Copy out every line of the listing below without changing a word.
----------------
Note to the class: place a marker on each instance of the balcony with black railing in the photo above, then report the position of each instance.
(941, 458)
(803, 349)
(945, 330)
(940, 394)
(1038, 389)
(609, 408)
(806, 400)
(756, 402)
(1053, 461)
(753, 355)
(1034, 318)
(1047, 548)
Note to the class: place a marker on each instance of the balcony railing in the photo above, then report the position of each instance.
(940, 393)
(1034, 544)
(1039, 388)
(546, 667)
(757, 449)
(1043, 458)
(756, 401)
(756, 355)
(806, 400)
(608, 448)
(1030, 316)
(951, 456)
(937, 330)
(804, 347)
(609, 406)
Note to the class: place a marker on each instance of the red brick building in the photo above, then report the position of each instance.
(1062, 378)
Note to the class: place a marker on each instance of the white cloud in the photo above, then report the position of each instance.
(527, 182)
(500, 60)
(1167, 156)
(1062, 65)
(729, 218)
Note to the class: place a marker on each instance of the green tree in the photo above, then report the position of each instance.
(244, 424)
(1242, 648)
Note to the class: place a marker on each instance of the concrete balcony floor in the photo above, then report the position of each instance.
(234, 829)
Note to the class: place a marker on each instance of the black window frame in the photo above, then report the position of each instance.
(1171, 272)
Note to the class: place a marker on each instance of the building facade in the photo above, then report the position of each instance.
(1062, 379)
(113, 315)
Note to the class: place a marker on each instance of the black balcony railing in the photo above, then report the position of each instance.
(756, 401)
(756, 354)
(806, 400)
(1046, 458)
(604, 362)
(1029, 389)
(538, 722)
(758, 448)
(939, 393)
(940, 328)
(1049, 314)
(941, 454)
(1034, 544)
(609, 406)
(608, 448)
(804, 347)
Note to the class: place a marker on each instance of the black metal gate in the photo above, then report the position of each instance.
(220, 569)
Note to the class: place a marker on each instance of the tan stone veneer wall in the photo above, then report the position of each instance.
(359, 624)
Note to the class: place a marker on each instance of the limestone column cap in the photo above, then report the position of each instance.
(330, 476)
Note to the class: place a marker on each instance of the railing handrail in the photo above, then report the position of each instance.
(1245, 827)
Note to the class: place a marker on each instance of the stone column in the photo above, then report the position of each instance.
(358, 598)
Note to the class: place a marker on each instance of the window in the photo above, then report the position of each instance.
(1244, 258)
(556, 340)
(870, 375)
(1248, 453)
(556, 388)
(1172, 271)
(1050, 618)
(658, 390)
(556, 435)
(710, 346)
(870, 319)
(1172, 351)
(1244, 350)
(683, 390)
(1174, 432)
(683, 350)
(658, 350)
----------------
## Expected answer:
Note to the class: place a marker on each instance of the balcony with black railing in the photo above, then report the position of each instance.
(941, 458)
(803, 349)
(945, 330)
(940, 394)
(1038, 389)
(609, 408)
(806, 400)
(756, 402)
(1053, 461)
(753, 355)
(1034, 318)
(1047, 548)
Note to the class: place a marker on each instance of the balcony railing in the photo above, then report the position of each instance.
(940, 393)
(1034, 544)
(1039, 388)
(546, 667)
(757, 449)
(1043, 458)
(756, 401)
(756, 355)
(806, 400)
(608, 448)
(1030, 316)
(951, 456)
(937, 330)
(804, 347)
(609, 406)
Note to the class: place a marker on each instance of the red brick building in the photo above, then report the position of each instance.
(1062, 378)
Note to the class: place a marker on each instance of the white cloud in the photo above, then report the position of each instance.
(527, 182)
(500, 60)
(1167, 156)
(1062, 65)
(729, 218)
Note to the class: place a marker on each instance of the green tree in the photo above, then report the position of each instance.
(244, 424)
(1242, 648)
Note to the class: place a marker on each instance of the concrete balcony floor in the photo above, then report the position of each instance.
(234, 829)
Note to the class: place a marker on each instance of the black window frame in the photo above, then report the position of each instance.
(1171, 272)
Note to the class: place a marker on each instance of the building facade in the photo above, then report the position of each instance.
(1062, 379)
(113, 315)
Note to the class: place a marker on each instance of the black balcony railing in the photo above, then report the position of each instance.
(756, 401)
(756, 354)
(806, 400)
(1046, 458)
(604, 362)
(1029, 389)
(538, 722)
(758, 448)
(939, 393)
(940, 328)
(1049, 314)
(941, 454)
(1034, 544)
(609, 406)
(608, 448)
(804, 347)
Note to the class: place a marker on each instance of the black metal gate in the photo above, then report the position of each instance.
(220, 569)
Note to the class: place a marker on each instance of the tan stone veneer wall in the photo above, then report the position of each instance.
(359, 624)
Note to the class: place a marker on each instance of the limestone column cap in the photo above, then report the position of each instance.
(330, 476)
Note to the class: place a marker on each instance of the railing handrail in the photo above, then report the position of each instance.
(1245, 827)
Note to the class: place a marker on each instance of the stone column in the photo above, then report the position of each instance.
(358, 598)
Note to the class: place a marker on each instance of the window in the photo above, then report the position of each instance.
(1244, 258)
(556, 340)
(870, 375)
(1248, 453)
(556, 388)
(1172, 271)
(1050, 618)
(658, 390)
(556, 435)
(710, 346)
(870, 319)
(1172, 351)
(1244, 350)
(683, 390)
(1174, 432)
(683, 350)
(658, 350)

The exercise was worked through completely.